**Passage to read**

□ □ □ □

The official Fedora documentation offers two types of upgrades – via Gnome Software or using the dnf command line functionality. The former is easier but it also hides away all the gory details. The latter is ever so slightly more convoluted, but you have full control over what you’re doing.
I decided to go with the second option, and the main reason is – my experience with Gnome Software has been quite negative in the past year or so, and I am not so keen to put my faith in a tool that does not even correctly refresh the repositories or does not show software that does exist via the command line interface. Therefore, we will do the upgrade old school style, which is also more educational in the long run.
I followed the instructions to the letter. I started by updating (and upgrading) the existing application base in Fedora 24. This meant waiting a few minutes for the distro to update itself, a process that took about a quarter of an hour, and included roughly 1.1 GB of data spread across 853 packages.
dnf upgrade --refresh
I rebooted the system once this was complete – and logged into MX-16, to update the GRUB configuration so that the system would be using the latest available kernel. Then, I rebooted again into Fedora, so I could continue with the next step in the process.

□ □ □ □

**Set task**
Continue the account of upgrading Fedora with dnf from the point where it stops.

**Provided material**
□ □ □ □

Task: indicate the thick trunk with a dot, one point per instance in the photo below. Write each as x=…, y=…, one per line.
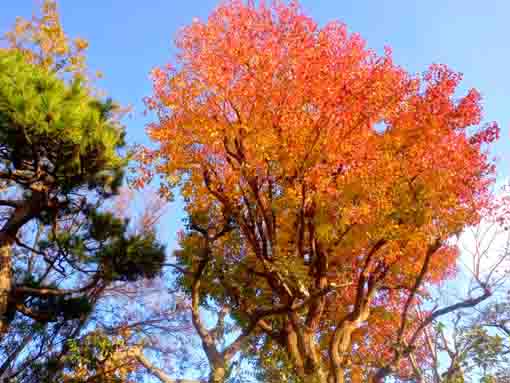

□ □ □ □

**Task result**
I then install the DNF system upgrade plugin and executed the download command. Smartly, the upgrade is broken into two parts. First, you download everything – if this gets interrupted for any reason, you can always resume later. This guarantees all the sources are stored locally before the actual upgrade process kicks in. This is also a relatively fast step, mostly dependent on your bandwidth. A total of 1.7 GB data and some 1648 packages – the number does not match what you get when asked to hit [Y/N], but then it never quite did with Red Hat systems. You always end up with a higher number of packages, and I guess this has to do with how the whole dependency tree is calculated. No biggie.
dnf install dnf-plugin-system-upgrade
dnf system-upgrade download --refresh --releasever=25
The upgrade also marked several packages for removal (mostly kernels) but a few were also marked for downgrade, which probably means some irreparable bugs must have been found. Notice the Wayland packages, too. I had no conflicts or issues with my third-party software sources, which include VirtualBox, Moka icons, RPM Fusion, Google Chrome, and several others. The system did ask me to re-confirm the addition of these sources and approve their signing keys, but after that, the process went smoothly. However, this still isn’t the final upgrade step.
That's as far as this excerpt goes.